_Your tasks_:
1) Copy the film text from "In order to" up to and including "the completed drawings.", changing "Mr Neville" to "the draughtsman" throughout.
2) According to the film text, why did Greenaway work on each particular view of the house at a set time every day?

----- Given text

In order to keep the estate in their hands, they needed an heir. Because Mr Talmann was impotent, they used Mr Neville as a stud. Mr Herbert was murdered at the site where Mr Neville is murdered. (In the original treatment, Mr Herbert is murdered on his return on the 12th day and the site was vetoed as a painting site, because it was instead to be used as a murder site.)

== Background ==
The film was inspired when Greenaway, who trained as an artist before becoming a filmmaker, spent three weeks drawing a house near Hay-on-Wye while holidaying with his family. Much like Mr Neville in the final film, every day he would work on a particular view at a set time, to preserve the lighting effects while sketching from day to day. The hands shown drawing in the film are Greenaway's own, as are the completed drawings.

Having received funding from the British Film Institute's Production Board for his films The Falls and A Walk Through H: The Reincarnation of an Ornithologist, Greenaway originally requested a modest £60,000 to make the film, and planned to shoot on black-and-white 35mm film and print on to colour stock to “find a visual equivalent for the black and white world the film’s main character draws in black on white paper”. Peter Sainsbury, head of the Production Board, had encouraged Greenaway to develop a feature film and reflected that when he read the script “it was as though Greenaway had been waiting for the BFI to catch up with him, so accomplished was its narrative, its characters and its themes.” The film was the first co-production between the British Film Institute and the newly-established Channel 4, with both providing £150,000 of funding.

----------
----- Listed entries

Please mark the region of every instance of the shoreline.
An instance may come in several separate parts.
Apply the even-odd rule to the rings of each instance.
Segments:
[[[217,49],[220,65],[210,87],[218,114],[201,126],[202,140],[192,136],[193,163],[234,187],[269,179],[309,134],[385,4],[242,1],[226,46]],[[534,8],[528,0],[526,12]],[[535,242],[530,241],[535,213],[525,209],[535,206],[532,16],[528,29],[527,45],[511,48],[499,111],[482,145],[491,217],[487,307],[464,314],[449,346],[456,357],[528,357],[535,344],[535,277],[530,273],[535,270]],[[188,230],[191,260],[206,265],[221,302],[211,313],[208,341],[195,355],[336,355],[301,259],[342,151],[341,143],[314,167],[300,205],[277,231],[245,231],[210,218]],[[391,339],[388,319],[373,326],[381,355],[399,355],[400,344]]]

----------

_Solutions to the tasks_:
1)
In order to keep the estate in their hands, they needed an heir. Because Mr Talmann was impotent, they used the draughtsman as a stud. Mr Herbert was murdered at the site where the draughtsman is murdered. (In the original treatment, Mr Herbert is murdered on his return on the 12th day and the site was vetoed as a painting site, because it was instead to be used as a murder site.)

== Background ==
The film was inspired when Greenaway, who trained as an artist before becoming a filmmaker, spent three weeks drawing a house near Hay-on-Wye while holidaying with his family. Much like the draughtsman in the final film, every day he would work on a particular view at a set time, to preserve the lighting effects while sketching from day to day. The hands shown drawing in the film are Greenaway's own, as are the completed drawings.

2) He worked on each view at the same time every day so that the lighting effects stayed the same while he sketched from one day to the next.